> **SHORT PROBLEM**: Repeat each of the entries below word for word, omitting the pictures.

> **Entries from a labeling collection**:

----

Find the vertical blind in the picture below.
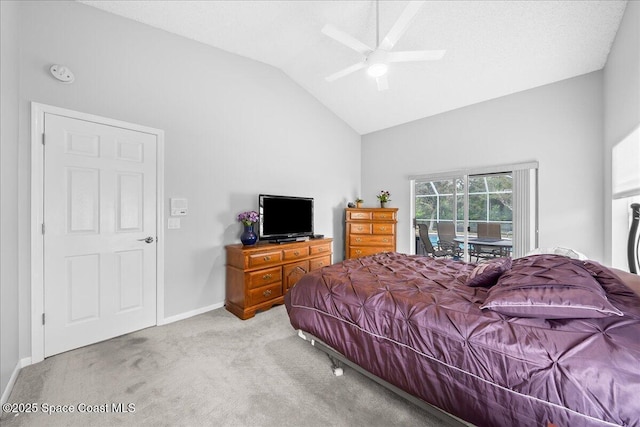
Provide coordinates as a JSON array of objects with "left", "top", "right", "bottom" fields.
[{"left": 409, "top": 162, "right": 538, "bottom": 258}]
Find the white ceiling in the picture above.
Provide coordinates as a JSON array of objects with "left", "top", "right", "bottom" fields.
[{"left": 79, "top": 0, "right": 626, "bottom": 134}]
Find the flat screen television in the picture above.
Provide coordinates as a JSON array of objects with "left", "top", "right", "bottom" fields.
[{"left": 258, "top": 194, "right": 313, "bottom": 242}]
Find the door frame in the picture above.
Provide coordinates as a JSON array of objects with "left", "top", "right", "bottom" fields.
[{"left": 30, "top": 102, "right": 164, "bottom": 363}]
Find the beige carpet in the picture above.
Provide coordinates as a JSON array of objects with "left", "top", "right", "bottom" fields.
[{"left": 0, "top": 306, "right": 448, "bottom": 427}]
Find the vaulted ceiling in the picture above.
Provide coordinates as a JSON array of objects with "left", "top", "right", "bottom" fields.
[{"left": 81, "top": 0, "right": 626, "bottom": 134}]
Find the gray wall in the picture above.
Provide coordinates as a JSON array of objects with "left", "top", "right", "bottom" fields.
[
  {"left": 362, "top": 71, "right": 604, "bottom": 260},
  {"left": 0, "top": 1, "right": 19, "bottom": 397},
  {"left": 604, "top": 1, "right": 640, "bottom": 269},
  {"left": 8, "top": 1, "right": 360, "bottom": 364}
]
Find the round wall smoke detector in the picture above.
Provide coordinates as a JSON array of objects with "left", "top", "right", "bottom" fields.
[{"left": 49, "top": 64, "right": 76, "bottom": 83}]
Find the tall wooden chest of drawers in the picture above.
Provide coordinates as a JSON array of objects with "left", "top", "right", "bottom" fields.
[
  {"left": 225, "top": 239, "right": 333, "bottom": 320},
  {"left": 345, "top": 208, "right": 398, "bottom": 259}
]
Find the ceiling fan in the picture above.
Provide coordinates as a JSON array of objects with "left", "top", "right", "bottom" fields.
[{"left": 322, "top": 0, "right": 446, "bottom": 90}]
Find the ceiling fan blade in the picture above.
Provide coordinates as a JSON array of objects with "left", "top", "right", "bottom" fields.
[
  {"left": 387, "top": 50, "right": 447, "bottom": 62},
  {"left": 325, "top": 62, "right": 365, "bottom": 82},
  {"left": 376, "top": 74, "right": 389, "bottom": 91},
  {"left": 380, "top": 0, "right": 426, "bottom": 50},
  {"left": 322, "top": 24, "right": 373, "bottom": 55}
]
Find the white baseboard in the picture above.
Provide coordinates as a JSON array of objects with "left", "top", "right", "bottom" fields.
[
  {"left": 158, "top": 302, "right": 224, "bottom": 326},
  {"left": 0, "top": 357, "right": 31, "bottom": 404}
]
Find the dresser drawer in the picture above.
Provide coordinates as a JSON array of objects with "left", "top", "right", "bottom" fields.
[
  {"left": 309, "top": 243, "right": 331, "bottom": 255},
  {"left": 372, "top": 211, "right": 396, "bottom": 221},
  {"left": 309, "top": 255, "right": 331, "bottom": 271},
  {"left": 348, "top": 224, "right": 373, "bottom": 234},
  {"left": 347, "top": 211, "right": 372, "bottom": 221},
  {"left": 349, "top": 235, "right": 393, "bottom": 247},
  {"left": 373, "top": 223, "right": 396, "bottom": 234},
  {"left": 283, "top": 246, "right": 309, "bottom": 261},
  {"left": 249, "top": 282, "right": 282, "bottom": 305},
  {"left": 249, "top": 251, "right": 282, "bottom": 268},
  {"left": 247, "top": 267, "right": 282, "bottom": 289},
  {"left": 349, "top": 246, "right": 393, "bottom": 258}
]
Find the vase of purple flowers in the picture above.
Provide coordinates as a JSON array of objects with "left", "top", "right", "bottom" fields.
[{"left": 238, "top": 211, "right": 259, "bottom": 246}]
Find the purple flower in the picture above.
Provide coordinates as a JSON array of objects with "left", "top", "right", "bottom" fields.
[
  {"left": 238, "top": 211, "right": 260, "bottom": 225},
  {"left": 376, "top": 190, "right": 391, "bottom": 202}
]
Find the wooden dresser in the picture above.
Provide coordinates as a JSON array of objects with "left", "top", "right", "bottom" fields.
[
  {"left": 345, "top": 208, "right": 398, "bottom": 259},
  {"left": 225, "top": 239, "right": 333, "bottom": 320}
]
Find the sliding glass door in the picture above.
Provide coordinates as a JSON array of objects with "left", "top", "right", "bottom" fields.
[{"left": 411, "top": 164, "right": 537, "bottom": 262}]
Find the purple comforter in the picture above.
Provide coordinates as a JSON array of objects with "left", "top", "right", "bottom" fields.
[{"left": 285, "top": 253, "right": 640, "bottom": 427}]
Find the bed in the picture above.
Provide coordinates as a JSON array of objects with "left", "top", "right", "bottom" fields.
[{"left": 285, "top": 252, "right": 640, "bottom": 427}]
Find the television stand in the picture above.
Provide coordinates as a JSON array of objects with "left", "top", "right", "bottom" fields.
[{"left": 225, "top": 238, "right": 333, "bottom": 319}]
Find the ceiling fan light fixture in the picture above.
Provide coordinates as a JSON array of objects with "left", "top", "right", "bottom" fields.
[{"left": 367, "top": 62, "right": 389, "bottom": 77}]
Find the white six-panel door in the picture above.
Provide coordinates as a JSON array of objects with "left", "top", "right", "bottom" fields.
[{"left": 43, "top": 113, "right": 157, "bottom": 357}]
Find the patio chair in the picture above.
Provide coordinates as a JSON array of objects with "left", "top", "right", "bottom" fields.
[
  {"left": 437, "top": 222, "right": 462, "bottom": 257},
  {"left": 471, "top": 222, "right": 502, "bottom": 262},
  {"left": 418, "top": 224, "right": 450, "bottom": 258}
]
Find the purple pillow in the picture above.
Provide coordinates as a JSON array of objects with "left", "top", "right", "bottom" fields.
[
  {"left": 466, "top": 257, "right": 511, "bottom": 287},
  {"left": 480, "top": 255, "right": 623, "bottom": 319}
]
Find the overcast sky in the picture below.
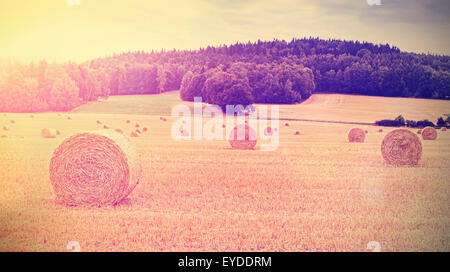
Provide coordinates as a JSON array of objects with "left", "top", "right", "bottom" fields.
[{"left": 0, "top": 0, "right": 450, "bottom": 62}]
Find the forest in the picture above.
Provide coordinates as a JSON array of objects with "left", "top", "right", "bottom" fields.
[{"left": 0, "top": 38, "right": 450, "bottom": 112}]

----

> **FULL ANSWER**:
Find the vertical blind in the picture below.
Provide coordinates as a JSON array of objects with "left", "top", "right", "bottom" fields.
[{"left": 409, "top": 162, "right": 538, "bottom": 258}]
Find the white ceiling in the picture above.
Provide coordinates as a JSON array of objects with "left", "top", "right", "bottom" fields.
[{"left": 79, "top": 0, "right": 626, "bottom": 134}]
Find the flat screen television in the picture above.
Provide coordinates as a JSON array of objects with "left", "top", "right", "bottom" fields.
[{"left": 258, "top": 194, "right": 313, "bottom": 242}]
Find the door frame in the picture above.
Provide coordinates as a JSON array of objects with "left", "top", "right", "bottom" fields.
[{"left": 30, "top": 102, "right": 164, "bottom": 363}]
Find the beige carpet in the picture above.
Provide coordinates as a JSON array of objects with "left", "top", "right", "bottom" fields.
[{"left": 0, "top": 306, "right": 448, "bottom": 427}]
Find the vaulted ceiling in the picture above.
Provide coordinates as a JSON array of objects with "left", "top", "right", "bottom" fields.
[{"left": 81, "top": 0, "right": 626, "bottom": 134}]
Find the gray wall in the picture above.
Provide coordinates as a JSON array of objects with "left", "top", "right", "bottom" fields.
[
  {"left": 362, "top": 71, "right": 604, "bottom": 260},
  {"left": 0, "top": 1, "right": 19, "bottom": 397},
  {"left": 604, "top": 1, "right": 640, "bottom": 269},
  {"left": 8, "top": 1, "right": 360, "bottom": 364}
]
Find the round wall smoke detector in the picture above.
Provide coordinates as a JSON array of objects with "left", "top", "right", "bottom" fields.
[{"left": 49, "top": 64, "right": 76, "bottom": 83}]
Find the tall wooden chest of drawers in the picture above.
Provide coordinates as a JSON array of objects with "left", "top", "right", "bottom" fields.
[
  {"left": 225, "top": 239, "right": 333, "bottom": 320},
  {"left": 345, "top": 208, "right": 398, "bottom": 259}
]
Find the ceiling fan in the picture above.
Provide coordinates as a JSON array of objects with "left", "top", "right", "bottom" fields.
[{"left": 322, "top": 0, "right": 446, "bottom": 90}]
Find the ceiling fan blade in the picture above.
Provide coordinates as a JSON array of objects with "left", "top", "right", "bottom" fields.
[
  {"left": 387, "top": 50, "right": 447, "bottom": 62},
  {"left": 325, "top": 62, "right": 365, "bottom": 82},
  {"left": 376, "top": 74, "right": 389, "bottom": 91},
  {"left": 380, "top": 0, "right": 426, "bottom": 50},
  {"left": 322, "top": 24, "right": 373, "bottom": 55}
]
Find the white baseboard in the picture above.
Provide coordinates as a JSON array of objects with "left", "top", "right", "bottom" fields.
[
  {"left": 158, "top": 302, "right": 224, "bottom": 326},
  {"left": 0, "top": 357, "right": 31, "bottom": 404}
]
Find the dresser drawer in the picture above.
Provide coordinates as a JSON array of objects with "left", "top", "right", "bottom" fields.
[
  {"left": 309, "top": 243, "right": 331, "bottom": 255},
  {"left": 372, "top": 211, "right": 396, "bottom": 221},
  {"left": 309, "top": 255, "right": 331, "bottom": 271},
  {"left": 348, "top": 224, "right": 373, "bottom": 234},
  {"left": 347, "top": 211, "right": 372, "bottom": 221},
  {"left": 349, "top": 235, "right": 393, "bottom": 247},
  {"left": 373, "top": 223, "right": 396, "bottom": 234},
  {"left": 283, "top": 246, "right": 309, "bottom": 261},
  {"left": 249, "top": 282, "right": 282, "bottom": 305},
  {"left": 249, "top": 251, "right": 282, "bottom": 268},
  {"left": 247, "top": 267, "right": 282, "bottom": 289},
  {"left": 349, "top": 246, "right": 393, "bottom": 258}
]
Find the vase of purple flowers in the picture above.
Provide coordinates as a JSON array of objects with "left", "top", "right", "bottom" fields.
[{"left": 238, "top": 211, "right": 259, "bottom": 246}]
Find the purple flower in the picture above.
Provide coordinates as a JSON array of objects with "left", "top", "right", "bottom" fields.
[
  {"left": 238, "top": 211, "right": 260, "bottom": 225},
  {"left": 376, "top": 190, "right": 391, "bottom": 202}
]
Find the wooden dresser in the picture above.
Provide coordinates as a JSON array of objects with "left", "top", "right", "bottom" fields.
[
  {"left": 345, "top": 208, "right": 398, "bottom": 259},
  {"left": 225, "top": 239, "right": 333, "bottom": 320}
]
Find the sliding glass door in the picture above.
Provide coordinates as a JSON array of objects with "left", "top", "right", "bottom" fields.
[{"left": 411, "top": 164, "right": 537, "bottom": 262}]
Find the purple comforter in the picture above.
Provide coordinates as a JSON array of objects with "left", "top", "right", "bottom" fields.
[{"left": 285, "top": 253, "right": 640, "bottom": 427}]
Find the bed in the picture above.
Provide coordinates as a JSON array of objects with "left", "top", "right", "bottom" fields.
[{"left": 285, "top": 252, "right": 640, "bottom": 427}]
Find the television stand in the picture above.
Provide coordinates as a JSON array of objects with "left", "top", "right", "bottom" fields.
[{"left": 225, "top": 238, "right": 333, "bottom": 319}]
Find the ceiling fan light fixture in the picture above.
Provide coordinates as a JSON array of objects with "left", "top", "right", "bottom" fields.
[{"left": 367, "top": 62, "right": 389, "bottom": 77}]
Find the white six-panel door in the picture above.
Provide coordinates as a JSON array of objects with "left", "top", "right", "bottom" fields.
[{"left": 43, "top": 113, "right": 157, "bottom": 357}]
Find the patio chair in the picture above.
Provide coordinates as a JSON array of objects with "left", "top", "right", "bottom" fields.
[
  {"left": 437, "top": 222, "right": 462, "bottom": 257},
  {"left": 471, "top": 222, "right": 502, "bottom": 262},
  {"left": 418, "top": 224, "right": 450, "bottom": 258}
]
Find the purple pillow in the picture above.
Provide coordinates as a JSON array of objects with "left", "top", "right", "bottom" fields.
[
  {"left": 466, "top": 257, "right": 511, "bottom": 287},
  {"left": 480, "top": 255, "right": 623, "bottom": 319}
]
Find the overcast sky in the picture below.
Provide coordinates as a JSON array of objects with "left", "top", "right", "bottom" fields.
[{"left": 0, "top": 0, "right": 450, "bottom": 62}]
Find the forest in the picture above.
Provide coordinates as a JSON array of objects with "left", "top", "right", "bottom" fields.
[{"left": 0, "top": 38, "right": 450, "bottom": 112}]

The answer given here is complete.